▶ Work item
Locate every line in the records below that contains the word "outline", and copy each one.

▶ Provided records
++++++++++

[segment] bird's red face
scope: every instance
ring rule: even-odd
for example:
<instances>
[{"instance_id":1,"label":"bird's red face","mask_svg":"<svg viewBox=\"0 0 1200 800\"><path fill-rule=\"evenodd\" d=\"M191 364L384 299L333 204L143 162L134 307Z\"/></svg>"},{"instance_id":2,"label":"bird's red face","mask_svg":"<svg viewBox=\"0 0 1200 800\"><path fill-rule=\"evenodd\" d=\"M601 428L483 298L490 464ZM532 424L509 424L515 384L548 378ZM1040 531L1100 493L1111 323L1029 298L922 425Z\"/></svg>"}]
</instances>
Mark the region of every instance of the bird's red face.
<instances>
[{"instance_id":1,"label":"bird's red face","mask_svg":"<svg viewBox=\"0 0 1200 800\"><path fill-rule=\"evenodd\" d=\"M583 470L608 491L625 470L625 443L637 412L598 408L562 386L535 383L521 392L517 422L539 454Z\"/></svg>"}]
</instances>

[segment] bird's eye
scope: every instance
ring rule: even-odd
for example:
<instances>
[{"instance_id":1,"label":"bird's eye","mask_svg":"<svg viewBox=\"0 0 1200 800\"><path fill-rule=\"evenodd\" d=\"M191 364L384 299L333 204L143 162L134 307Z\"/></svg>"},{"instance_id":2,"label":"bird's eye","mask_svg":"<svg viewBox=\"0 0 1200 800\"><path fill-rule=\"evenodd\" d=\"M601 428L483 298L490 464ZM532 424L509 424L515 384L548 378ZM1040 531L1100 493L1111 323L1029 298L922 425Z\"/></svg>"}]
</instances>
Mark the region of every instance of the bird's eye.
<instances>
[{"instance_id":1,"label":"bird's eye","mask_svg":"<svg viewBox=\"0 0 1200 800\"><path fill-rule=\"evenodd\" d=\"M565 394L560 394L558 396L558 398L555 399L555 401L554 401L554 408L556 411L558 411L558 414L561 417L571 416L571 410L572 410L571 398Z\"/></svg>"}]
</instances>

++++++++++

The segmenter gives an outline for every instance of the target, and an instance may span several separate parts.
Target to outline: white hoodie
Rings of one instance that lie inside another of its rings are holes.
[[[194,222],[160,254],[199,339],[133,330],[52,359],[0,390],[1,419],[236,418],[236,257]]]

++++++++++

▶ Result
The segmenter gives an outline for every instance of the target, and an instance may span several separate parts.
Target to outline: white hoodie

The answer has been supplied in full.